Henderson’s colleague Joe Schick, Quad’s VP of postal affairs, punctuates the point. “The bottom line is, if you took the exigent clause out of the proposed legislation, it would be agreed on by all three parties.”

Not all mailers are against permanently installing the exigent rate. In the interests of installing predictable rates, the Greeting Card Association (GCA) released a document listing four principles all stakeholders could agree on—one of them being Carper’s plan for exigency. Others signers of the document, in addition to the postal unions, include Capital One, Colony Brands, Harris Seeds, State Farm, and Valassis.

“When we participated in the debate over the imposition of the exigent surcharge, we predicted significant volume declines, which haven’t happened,” says GCA’s VP of Postal Affairs Rafe Morrissey. “We now have an issue of rate instability, and we have to find an approach suitable to all stakeholders. We think this offers decision-makers an approach to move forward with something that would really stabilize things.”

== == ==

__What this exercise asks__.
a) Answer these questions using the excerpt on the exigent postal rate:
(i) What position does Joe Schick hold at Quad?
(ii) Which organization released a document listing four principles that all stakeholders could agree on?
(iii) What did the GCA predict when it took part in the debate over imposing the exigent surcharge?
b) Continue the excerpt on the exigent postal rate from the point where it stops.

__Data shown__.
== == ==

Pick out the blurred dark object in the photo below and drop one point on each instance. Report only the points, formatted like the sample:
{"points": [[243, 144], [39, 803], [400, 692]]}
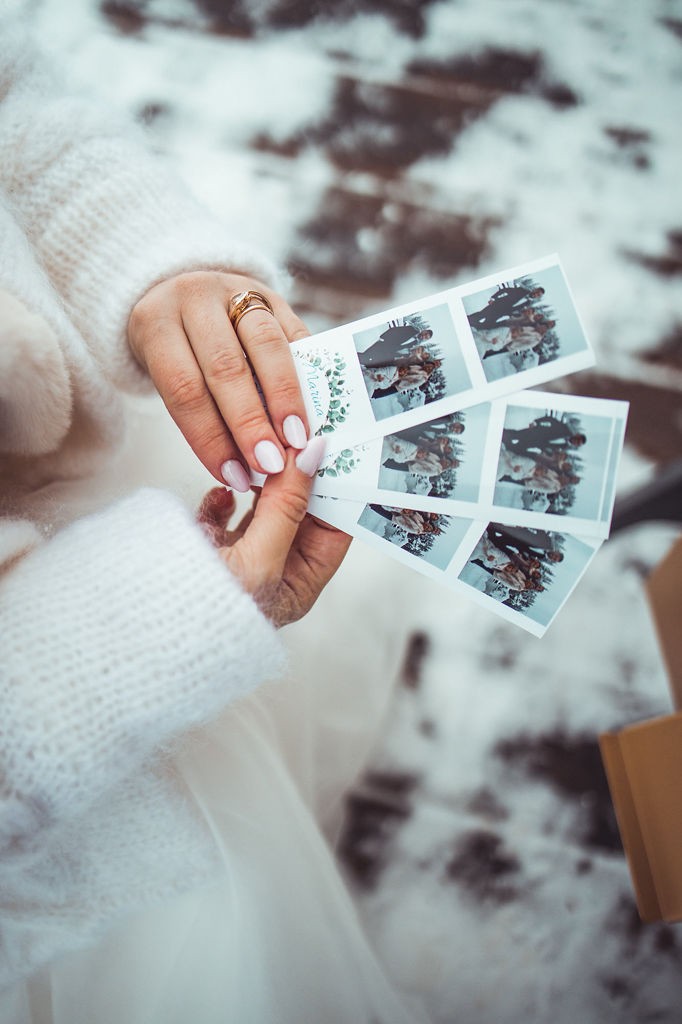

== == ==

__Written responses__.
a)
(i) VP of postal affairs
(ii) The Greeting Card Association (GCA)
(iii) Significant volume declines

b)
In Washington political reality, however, Carper’s chances of getting iPOST passed by his April deadline are just slightly better than that of the Redskins winning the Super Bowl. The Governmental Affairs committee would have to mark up the bill and get it to the Senate floor for a vote in just two months. The House would have to do the same. And the fact of the matter is, members have little taste for postal legislation.

“It’s complicated, stakeholders don’t agree, and congressional offices hear so many different perspectives their heads spin,” Davison says. “Plus, no matter how they vote, they’re going to pi– off somebody. It’s a political lose-lose.”